Write the material out again exactly.

start

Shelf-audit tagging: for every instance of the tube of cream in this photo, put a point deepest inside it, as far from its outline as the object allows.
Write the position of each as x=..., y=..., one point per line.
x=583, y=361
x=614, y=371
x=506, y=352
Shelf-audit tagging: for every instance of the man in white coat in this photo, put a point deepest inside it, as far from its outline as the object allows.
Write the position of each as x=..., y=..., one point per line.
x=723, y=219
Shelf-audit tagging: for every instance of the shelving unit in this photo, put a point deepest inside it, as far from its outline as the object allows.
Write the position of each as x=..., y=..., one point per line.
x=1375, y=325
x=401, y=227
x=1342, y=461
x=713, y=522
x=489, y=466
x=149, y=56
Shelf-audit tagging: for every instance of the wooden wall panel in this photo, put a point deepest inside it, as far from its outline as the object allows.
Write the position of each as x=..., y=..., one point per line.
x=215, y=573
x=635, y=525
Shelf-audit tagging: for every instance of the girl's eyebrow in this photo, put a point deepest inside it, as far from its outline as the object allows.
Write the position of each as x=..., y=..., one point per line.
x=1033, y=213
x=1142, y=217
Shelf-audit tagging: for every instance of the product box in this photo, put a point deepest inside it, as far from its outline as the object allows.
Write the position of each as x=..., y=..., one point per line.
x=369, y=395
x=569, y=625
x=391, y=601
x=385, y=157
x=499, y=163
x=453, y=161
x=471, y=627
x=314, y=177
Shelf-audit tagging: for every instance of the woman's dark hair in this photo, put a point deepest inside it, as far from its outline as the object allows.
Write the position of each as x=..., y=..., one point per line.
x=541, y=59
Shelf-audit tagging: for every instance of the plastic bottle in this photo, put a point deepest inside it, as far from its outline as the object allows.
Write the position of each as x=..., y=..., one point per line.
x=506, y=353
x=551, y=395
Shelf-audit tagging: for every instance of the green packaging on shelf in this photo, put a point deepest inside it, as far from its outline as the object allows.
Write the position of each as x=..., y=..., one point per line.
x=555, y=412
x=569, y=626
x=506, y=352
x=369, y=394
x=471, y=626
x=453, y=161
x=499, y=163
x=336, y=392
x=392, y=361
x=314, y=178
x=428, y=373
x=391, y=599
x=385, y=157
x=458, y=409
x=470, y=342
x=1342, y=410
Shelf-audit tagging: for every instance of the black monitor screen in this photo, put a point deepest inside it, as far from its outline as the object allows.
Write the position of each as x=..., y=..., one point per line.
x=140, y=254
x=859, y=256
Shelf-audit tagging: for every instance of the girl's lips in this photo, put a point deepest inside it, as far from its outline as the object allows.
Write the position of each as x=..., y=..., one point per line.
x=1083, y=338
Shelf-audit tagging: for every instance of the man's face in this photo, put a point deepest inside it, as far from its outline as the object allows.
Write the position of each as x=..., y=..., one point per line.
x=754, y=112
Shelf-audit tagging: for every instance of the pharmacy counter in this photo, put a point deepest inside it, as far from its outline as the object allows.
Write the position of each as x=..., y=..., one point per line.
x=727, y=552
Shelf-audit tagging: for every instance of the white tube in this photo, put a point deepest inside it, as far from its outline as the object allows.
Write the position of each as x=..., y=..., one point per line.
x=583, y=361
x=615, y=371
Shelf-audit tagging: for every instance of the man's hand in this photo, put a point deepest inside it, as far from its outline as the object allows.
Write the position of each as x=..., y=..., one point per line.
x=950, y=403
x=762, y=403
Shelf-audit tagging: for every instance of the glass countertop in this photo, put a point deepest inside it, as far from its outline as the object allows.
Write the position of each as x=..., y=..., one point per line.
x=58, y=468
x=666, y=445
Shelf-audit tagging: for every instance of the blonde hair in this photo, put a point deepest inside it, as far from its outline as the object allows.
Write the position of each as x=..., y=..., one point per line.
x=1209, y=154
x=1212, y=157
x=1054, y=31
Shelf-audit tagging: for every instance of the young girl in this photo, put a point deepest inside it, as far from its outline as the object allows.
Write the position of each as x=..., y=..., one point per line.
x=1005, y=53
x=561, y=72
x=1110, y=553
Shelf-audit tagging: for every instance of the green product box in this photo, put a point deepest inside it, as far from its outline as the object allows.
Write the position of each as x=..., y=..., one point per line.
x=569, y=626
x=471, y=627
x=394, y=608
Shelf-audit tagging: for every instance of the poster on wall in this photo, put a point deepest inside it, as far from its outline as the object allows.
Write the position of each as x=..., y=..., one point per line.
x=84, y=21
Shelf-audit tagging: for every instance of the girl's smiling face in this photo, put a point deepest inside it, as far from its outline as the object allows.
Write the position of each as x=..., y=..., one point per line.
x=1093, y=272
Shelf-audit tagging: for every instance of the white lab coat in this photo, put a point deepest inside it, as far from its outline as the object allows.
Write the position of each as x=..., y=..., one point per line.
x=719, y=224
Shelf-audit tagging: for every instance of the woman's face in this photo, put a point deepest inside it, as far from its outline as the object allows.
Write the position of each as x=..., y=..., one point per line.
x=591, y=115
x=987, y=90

end

- **RESULT FOR THIS EXERCISE**:
Shelf-audit tagging: for every instance of the tube of cream in this photo, put a point deepest inside it, as far from its outline as the object allows.
Write the position of each as x=..., y=..., one point per line.
x=583, y=361
x=614, y=371
x=506, y=352
Shelf-audit tagging: for every instance of the man in white coat in this photo, put a point deepest inside it, as far from its outline as the object allows.
Write the position of each as x=..., y=..., one point per line.
x=723, y=219
Shelf-audit tagging: for every instance of the shelving unit in this photo, put a point deepest inside it, as far from its outline as the object allows.
Write the position of each as x=..., y=..., one point per line.
x=1375, y=325
x=401, y=227
x=1342, y=461
x=713, y=522
x=489, y=466
x=149, y=56
Shelf-audit tagging: for every instance of the wooden wall panel in this photo, put a point deepest inside it, as far from its outline as the object allows.
Write the position of each as x=..., y=..., one point per line.
x=215, y=573
x=635, y=525
Shelf-audit tagging: for every instance of the girl's eyebrow in this photo, put a point deepest inside it, as far from its outline as the object allows.
Write the position of each as x=..., y=..., one point per line.
x=1033, y=213
x=1142, y=217
Shelf-audit tagging: for every instance of the product box in this photo, put a point deepest inside it, as far from its outline as the object allows.
Write the position of each as x=..., y=..., one point per line.
x=369, y=395
x=569, y=625
x=391, y=601
x=385, y=157
x=499, y=163
x=453, y=161
x=471, y=627
x=314, y=177
Shelf-audit tagging: for every instance of the woman's dark hair in this photo, put a point deepest inside it, as far from its outline as the object allows.
Write the position of each as x=..., y=..., one point per line.
x=541, y=59
Shelf-audit tagging: for every instance of the plastic bottle in this photo, put a point deepest inside it, as far from its outline as the object allows.
Write the position of each as x=..., y=..., one point per line.
x=506, y=353
x=551, y=395
Shelf-audit tagging: for every instance of the green packaging on shelf in this photo, put a point deepest inside it, as far from its outline as the object allows.
Write the position of each as x=..., y=..., one point per line.
x=555, y=412
x=569, y=626
x=506, y=352
x=369, y=394
x=471, y=626
x=453, y=161
x=499, y=163
x=336, y=392
x=392, y=361
x=314, y=178
x=428, y=373
x=391, y=599
x=385, y=157
x=458, y=409
x=470, y=342
x=1342, y=410
Shelf-audit tagging: for every instance of the black monitor screen in this photo, put a point deepest inside it, as far from its outline as the object allows.
Write the position of each as x=..., y=..., one point per line.
x=140, y=254
x=859, y=256
Shelf-audit tagging: for every instance of the girl's lips in this photo, put a point deepest inside it, as far from its outline as the object allows.
Write the position of each as x=..., y=..., one point per line.
x=1083, y=338
Shelf-audit tagging: for every instance of the man's face in this photo, put a point deepest inside it, as far from its outline as the object allows.
Write the position of each as x=..., y=..., one point per line.
x=754, y=112
Shelf-audit tagging: for every instance of the pharmacy counter in this photo, put a point deepest inside it, as far from its outline as the object allows.
Write the position of each as x=..., y=..., one point per line.
x=727, y=552
Shelf-audit tagging: for every instance of the white tube in this photo, put a point deepest inside it, as far from its outline as the object allows.
Write the position of each as x=..., y=..., one point per line.
x=583, y=361
x=615, y=371
Shelf-audit tagging: for every instance of the man's hand in this photo, put a point deepest inside it, as far from its outline as the object allows.
Write the position of each as x=..., y=..., one point per line.
x=950, y=403
x=762, y=403
Shelf-audit tagging: for every instance of the glass countertop in this photo, put a point deepest inside it, as far from its outline as the object allows.
Write the position of each as x=..., y=..., one point per line.
x=58, y=468
x=666, y=445
Shelf-audit tagging: for every instance of the blonde hair in this photo, put a point deepest inside it, as far from its outline as the object allows.
Write the position of each as x=..., y=..., one point per line.
x=1209, y=154
x=1212, y=157
x=1054, y=31
Shelf-audit tagging: for every instance of the young girl in this photo, put a point deepest inside it, as far from its outline as the object allows.
Write the position of each as x=..., y=..., one point per line.
x=1005, y=53
x=561, y=72
x=1110, y=553
Shelf-audit tagging: for every instance of the green product box in this photo, put a point deepest inside it, as far from its outline as the object allows.
Write the position of each as x=..., y=..., one point per line.
x=569, y=626
x=471, y=627
x=394, y=608
Shelf-audit tagging: for every instance of the poster on wall in this photo, put a point deepest inside it, as far from its outline as the object allows.
Write the position of each as x=..., y=..., one point per line.
x=84, y=21
Shelf-audit tagging: for every instance of the girl's smiling face in this photo, put a point deepest inside it, as far from its outline as the object allows.
Write the position of each as x=..., y=..., one point per line.
x=1093, y=272
Shelf-audit tagging: for every instance of the white lab coat in this photo, put a point deepest inside it, as far from its outline as the object allows.
Write the position of each as x=..., y=..., one point per line.
x=719, y=224
Shelf-audit tagging: for every instance of the woman's face in this photo, put a point deepest inside it, as far from its outline as the object allows.
Write the position of each as x=..., y=..., one point per line.
x=591, y=115
x=987, y=90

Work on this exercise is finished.